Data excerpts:
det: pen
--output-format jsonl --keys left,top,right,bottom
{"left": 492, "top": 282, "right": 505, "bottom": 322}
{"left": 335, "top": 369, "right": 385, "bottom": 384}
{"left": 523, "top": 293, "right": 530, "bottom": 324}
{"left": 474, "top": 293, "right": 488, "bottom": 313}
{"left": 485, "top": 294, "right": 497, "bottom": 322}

#### The problem:
The response should be an exact copy of every line above.

#### Result of the task:
det: pen
--output-format jsonl --keys left,top,right,bottom
{"left": 492, "top": 282, "right": 505, "bottom": 322}
{"left": 335, "top": 369, "right": 385, "bottom": 384}
{"left": 523, "top": 293, "right": 530, "bottom": 324}
{"left": 474, "top": 293, "right": 488, "bottom": 313}
{"left": 485, "top": 294, "right": 497, "bottom": 322}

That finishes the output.